§ **WRITTEN PROBLEM**
Put the lines of the rows below, from the line containing "walking --coords pixels" through the end of the rows, into a JSON list of strings with one string per line and no blank lines. Include only those lines.

§ **GIVEN DATA**
[start]

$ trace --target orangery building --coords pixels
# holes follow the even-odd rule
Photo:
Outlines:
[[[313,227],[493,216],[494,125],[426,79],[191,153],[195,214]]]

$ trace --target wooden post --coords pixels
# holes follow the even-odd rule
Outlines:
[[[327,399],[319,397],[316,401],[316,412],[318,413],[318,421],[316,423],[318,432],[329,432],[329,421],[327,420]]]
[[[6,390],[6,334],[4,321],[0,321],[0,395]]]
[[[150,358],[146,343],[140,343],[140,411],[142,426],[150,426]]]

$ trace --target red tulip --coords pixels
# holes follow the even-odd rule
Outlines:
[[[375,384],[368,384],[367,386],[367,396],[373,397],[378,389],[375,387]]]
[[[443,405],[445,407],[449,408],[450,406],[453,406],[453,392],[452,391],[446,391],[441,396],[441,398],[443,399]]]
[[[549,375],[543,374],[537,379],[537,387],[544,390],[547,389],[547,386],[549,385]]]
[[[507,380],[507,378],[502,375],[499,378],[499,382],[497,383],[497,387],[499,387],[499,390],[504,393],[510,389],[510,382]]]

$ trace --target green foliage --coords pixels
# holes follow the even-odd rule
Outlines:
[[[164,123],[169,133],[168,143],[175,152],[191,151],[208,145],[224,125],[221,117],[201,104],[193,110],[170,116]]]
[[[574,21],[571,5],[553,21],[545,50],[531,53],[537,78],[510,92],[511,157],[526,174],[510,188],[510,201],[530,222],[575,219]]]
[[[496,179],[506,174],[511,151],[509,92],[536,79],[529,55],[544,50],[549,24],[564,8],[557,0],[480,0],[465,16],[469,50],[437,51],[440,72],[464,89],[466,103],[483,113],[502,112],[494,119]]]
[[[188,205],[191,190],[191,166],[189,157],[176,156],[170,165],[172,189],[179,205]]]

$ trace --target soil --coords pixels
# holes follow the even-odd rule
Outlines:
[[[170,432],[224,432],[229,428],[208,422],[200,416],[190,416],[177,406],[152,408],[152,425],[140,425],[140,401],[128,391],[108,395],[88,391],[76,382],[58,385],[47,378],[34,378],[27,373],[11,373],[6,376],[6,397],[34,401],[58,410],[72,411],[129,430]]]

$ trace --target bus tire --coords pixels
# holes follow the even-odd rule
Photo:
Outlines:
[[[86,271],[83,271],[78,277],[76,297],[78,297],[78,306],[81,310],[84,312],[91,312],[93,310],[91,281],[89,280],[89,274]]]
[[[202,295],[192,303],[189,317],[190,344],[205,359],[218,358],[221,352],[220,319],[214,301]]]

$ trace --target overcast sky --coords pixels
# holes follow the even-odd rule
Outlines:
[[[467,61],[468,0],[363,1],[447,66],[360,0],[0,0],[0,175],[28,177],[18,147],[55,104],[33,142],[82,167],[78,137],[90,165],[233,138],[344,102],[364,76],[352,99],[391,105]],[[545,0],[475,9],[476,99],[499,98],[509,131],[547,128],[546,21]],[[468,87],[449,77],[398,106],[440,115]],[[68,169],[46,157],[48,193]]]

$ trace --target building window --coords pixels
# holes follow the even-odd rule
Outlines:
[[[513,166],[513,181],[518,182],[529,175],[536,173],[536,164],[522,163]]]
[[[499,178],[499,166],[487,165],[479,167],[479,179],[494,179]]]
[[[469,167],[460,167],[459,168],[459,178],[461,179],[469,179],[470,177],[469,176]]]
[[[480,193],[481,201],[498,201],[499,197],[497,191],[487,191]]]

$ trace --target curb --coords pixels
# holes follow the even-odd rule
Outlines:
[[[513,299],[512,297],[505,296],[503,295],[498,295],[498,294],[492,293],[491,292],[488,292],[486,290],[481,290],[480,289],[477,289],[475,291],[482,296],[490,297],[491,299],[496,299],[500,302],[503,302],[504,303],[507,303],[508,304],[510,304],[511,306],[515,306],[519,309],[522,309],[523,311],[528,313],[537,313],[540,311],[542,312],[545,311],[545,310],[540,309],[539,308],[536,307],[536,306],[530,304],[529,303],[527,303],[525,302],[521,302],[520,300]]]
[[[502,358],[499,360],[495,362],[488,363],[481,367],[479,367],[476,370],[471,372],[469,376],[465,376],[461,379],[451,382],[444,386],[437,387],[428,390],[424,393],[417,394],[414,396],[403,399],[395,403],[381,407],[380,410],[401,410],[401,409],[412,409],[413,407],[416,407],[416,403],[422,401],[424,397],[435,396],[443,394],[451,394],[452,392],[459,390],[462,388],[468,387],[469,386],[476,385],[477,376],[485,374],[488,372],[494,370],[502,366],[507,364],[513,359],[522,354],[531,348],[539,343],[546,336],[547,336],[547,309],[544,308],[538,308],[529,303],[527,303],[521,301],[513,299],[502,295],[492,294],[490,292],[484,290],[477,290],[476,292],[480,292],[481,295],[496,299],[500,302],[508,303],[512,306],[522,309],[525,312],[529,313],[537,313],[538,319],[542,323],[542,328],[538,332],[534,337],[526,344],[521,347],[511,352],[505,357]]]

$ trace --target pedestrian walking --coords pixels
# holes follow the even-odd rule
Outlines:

[end]

§ **EXERCISE RESULT**
[
  "$ trace --target pedestrian walking --coords pixels",
  "# holes follow the even-odd rule",
  "Outlines:"
]